*Required work:*
(a) In the passage about the Hawk brothers, where did Sam find the old balsa Gordie?
(b) Repeat the part of the Hawk brothers passage that begins at the words "Shortly thereafter, Tom" and stops after "soon tagging along.".
---- Passage
But among the scrappy, working-class youths who congregated around the pier were some of the best surfers Southern California has ever produced. The Hawk brothers fit right in, quickly acquiring skills in the water. Like most kids, they started out riding rubber rafts rented by the hour, until Sam saw an old Gordie made of balsa leaning against a brick wall by Ed’s Dairy one day. When no one appeared to claim it, he picked it up and took it home. The brothers painted the board yellow and proceeded to wax its bottom. 

“Tom, Chris, and I used to carry it to the beach every day, 3 miles there and 3 miles back,” says Hawk. “Then we decided to hide it in the bushes for a couple months. But someone saw our hiding spot. We came back one day and it was gone.”

Shortly thereafter, Tom got a new three-stringer Gordie for Christmas. As the eldest brother’s skills advanced, he began hanging out with some of the local hotshots, including Baxter, Boozer, and Bobby and Tommy Leonardo. The middle Hawk was soon tagging along.

“They had that attitude,” he says, “and they had big surf knots on their knees. You were the man if you had big surf knots on your knees. That’s who I was looking to, in and out of the water.” 

Tom quickly followed Boozer and Baxter over to the North Shore, leaving Hawk behind to go wild. It’s easy to imagine him as a delinquent version of Rick Griffin’s Murphy character, running riot around Huntington Beach. Hawk admits to often stealing from parked cars, among other things. 

“That is what all the hula grommets did back then,” he explains, “to get a couple of bucks when we were hungry.”
--------
---- Material shown
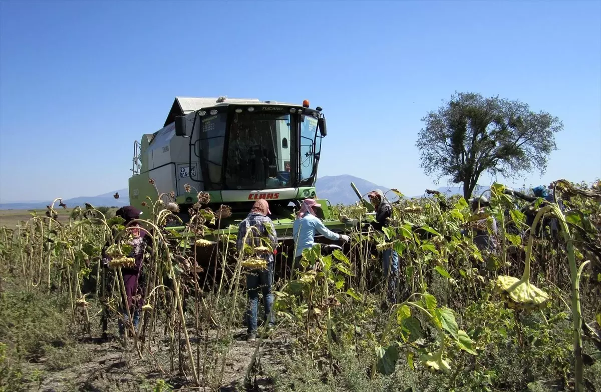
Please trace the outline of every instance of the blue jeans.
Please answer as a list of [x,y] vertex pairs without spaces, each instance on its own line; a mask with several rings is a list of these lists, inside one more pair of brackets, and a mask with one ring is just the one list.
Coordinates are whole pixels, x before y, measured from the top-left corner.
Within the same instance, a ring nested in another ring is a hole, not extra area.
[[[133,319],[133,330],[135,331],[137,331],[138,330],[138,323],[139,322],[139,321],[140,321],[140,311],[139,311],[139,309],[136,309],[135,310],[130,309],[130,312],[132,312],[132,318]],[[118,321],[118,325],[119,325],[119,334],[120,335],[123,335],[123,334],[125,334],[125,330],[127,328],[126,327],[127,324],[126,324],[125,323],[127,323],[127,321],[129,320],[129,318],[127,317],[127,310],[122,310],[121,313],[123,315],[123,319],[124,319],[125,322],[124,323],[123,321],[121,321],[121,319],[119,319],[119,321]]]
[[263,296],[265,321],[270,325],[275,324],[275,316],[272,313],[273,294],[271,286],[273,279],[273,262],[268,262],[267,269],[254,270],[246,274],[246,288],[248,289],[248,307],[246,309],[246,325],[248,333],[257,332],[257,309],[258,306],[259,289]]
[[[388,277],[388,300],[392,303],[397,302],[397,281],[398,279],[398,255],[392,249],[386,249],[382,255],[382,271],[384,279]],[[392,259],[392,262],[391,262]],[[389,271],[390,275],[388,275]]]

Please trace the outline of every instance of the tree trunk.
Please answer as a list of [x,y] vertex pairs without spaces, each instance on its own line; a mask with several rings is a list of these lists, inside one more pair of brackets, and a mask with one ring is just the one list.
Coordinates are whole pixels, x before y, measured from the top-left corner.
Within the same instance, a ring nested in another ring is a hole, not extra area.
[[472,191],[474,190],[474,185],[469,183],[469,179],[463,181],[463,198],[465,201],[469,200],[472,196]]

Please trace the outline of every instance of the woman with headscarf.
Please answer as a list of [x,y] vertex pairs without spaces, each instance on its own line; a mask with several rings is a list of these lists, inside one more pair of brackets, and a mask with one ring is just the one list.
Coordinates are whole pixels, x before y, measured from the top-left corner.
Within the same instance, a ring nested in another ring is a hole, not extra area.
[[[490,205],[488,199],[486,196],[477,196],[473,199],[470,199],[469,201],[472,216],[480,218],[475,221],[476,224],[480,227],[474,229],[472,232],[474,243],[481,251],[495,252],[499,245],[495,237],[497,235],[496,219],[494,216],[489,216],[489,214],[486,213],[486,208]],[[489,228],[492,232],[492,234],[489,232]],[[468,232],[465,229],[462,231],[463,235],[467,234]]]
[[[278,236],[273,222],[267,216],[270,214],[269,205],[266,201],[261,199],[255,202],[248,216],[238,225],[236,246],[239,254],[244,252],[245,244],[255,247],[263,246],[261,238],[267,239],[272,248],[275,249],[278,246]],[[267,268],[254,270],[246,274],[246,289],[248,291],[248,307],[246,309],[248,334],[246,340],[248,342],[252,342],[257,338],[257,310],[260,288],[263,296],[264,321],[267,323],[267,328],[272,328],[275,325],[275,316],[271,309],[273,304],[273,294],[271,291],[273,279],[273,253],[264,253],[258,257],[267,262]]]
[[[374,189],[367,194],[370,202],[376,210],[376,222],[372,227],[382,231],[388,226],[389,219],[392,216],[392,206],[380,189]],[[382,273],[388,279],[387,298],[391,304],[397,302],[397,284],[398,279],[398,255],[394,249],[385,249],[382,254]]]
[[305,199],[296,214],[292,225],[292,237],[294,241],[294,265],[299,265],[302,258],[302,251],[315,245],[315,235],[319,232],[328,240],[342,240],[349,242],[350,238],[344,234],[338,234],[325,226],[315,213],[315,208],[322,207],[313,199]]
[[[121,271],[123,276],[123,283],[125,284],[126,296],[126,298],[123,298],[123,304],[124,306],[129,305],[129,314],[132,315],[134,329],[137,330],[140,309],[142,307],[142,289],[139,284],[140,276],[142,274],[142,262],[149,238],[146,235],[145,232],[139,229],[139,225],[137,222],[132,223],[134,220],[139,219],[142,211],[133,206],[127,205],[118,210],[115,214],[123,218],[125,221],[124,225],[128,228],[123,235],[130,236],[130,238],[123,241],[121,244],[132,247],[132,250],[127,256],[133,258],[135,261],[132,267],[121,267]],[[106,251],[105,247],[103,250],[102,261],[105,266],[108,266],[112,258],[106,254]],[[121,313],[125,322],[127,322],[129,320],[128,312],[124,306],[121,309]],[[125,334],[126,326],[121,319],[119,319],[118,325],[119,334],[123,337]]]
--------
*Written responses:*
(a) Leaning against a brick wall by Ed's Dairy.

(b)
Shortly thereafter, Tom got a new three-stringer Gordie for Christmas. As the eldest brother’s skills advanced, he began hanging out with some of the local hotshots, including Baxter, Boozer, and Bobby and Tommy Leonardo. The middle Hawk was soon tagging along.